- Problem details: Please rewrite the listing from the line with "For the benchmark, mark every instance of the entrance" through the end of the listing, keeping every other line unchanged. Scale the x and y coordinates of each answer point by 2.5 and round them to whole numbers, with halves rounded up.

### Data to process ###

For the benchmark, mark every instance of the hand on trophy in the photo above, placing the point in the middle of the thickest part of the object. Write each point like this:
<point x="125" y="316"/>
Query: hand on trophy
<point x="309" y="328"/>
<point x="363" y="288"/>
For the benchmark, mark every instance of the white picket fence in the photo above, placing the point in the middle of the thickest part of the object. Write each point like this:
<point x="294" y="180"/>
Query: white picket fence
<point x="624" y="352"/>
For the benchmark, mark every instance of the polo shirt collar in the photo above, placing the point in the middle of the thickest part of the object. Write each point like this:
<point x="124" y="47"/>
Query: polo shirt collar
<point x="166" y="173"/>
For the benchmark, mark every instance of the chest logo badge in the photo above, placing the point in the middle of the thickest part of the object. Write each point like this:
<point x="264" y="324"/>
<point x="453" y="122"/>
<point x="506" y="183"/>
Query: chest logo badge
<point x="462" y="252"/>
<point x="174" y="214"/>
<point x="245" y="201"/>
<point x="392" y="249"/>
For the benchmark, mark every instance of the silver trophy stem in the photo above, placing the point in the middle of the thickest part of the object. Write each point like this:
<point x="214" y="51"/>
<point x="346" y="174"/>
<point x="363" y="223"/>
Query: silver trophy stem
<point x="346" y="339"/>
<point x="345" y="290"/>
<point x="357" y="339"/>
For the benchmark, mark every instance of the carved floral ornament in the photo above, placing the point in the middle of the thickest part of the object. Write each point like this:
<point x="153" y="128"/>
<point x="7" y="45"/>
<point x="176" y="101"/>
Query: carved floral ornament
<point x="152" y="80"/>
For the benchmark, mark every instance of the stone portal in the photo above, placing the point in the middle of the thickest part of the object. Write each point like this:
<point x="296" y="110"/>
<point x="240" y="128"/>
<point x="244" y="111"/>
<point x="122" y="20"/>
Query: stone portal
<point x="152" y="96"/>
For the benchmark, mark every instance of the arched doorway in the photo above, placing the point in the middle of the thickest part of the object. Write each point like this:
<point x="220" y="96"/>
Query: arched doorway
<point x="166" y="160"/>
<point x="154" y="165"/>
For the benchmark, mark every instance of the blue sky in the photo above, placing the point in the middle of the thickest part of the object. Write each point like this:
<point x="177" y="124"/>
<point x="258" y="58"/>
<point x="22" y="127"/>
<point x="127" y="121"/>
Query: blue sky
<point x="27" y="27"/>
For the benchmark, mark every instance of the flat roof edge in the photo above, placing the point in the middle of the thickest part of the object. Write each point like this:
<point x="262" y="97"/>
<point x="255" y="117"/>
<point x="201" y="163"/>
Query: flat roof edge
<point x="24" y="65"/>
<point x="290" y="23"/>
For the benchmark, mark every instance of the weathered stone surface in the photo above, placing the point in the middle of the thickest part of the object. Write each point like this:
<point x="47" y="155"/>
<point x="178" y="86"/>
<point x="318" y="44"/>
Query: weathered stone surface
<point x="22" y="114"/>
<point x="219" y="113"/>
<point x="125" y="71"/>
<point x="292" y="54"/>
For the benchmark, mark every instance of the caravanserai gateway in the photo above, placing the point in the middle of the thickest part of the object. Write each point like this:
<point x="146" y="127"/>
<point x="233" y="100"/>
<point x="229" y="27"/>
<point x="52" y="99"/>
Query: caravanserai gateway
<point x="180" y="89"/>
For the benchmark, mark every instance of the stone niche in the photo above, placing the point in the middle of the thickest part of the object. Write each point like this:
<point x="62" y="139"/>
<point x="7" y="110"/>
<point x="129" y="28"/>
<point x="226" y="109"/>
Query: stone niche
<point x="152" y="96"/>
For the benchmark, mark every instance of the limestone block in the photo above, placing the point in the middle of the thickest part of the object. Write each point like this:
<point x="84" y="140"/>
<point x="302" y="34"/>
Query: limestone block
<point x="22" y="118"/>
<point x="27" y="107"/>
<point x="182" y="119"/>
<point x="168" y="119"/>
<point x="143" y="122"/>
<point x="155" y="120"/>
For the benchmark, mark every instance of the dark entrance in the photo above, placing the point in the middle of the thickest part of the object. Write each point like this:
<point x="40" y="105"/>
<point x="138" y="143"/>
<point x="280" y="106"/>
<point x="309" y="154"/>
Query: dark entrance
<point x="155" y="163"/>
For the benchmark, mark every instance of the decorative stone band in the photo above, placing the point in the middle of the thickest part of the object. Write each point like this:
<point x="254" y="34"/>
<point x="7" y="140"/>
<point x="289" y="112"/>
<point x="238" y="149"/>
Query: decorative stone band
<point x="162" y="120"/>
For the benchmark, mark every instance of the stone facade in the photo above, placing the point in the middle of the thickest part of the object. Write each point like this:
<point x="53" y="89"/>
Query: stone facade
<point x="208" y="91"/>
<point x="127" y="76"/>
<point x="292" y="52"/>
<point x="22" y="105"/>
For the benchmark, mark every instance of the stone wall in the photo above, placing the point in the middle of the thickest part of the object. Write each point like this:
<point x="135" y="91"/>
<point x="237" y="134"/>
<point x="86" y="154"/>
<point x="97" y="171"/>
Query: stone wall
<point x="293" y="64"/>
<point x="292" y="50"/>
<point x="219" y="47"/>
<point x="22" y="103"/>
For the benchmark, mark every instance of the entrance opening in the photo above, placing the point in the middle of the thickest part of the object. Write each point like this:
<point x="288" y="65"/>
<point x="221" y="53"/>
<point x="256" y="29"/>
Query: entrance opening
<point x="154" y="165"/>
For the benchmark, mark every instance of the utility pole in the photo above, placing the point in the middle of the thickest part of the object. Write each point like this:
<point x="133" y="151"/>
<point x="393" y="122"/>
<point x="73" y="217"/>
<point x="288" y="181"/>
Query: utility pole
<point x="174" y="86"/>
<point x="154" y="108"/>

###

- Result of this exercise:
For the benchmark, mark every instance of the entrance opening in the photo above, placing the point in the middle of the thickest part of the object. Write each point like this:
<point x="288" y="65"/>
<point x="221" y="53"/>
<point x="256" y="29"/>
Query: entrance opening
<point x="385" y="413"/>
For the benchmark, mark every instance of the utility pole in the photo above, placing the point in the middle of the thickest part of the object. Write each point like this:
<point x="133" y="151"/>
<point x="393" y="122"/>
<point x="73" y="217"/>
<point x="288" y="181"/>
Query: utility pole
<point x="435" y="215"/>
<point x="385" y="270"/>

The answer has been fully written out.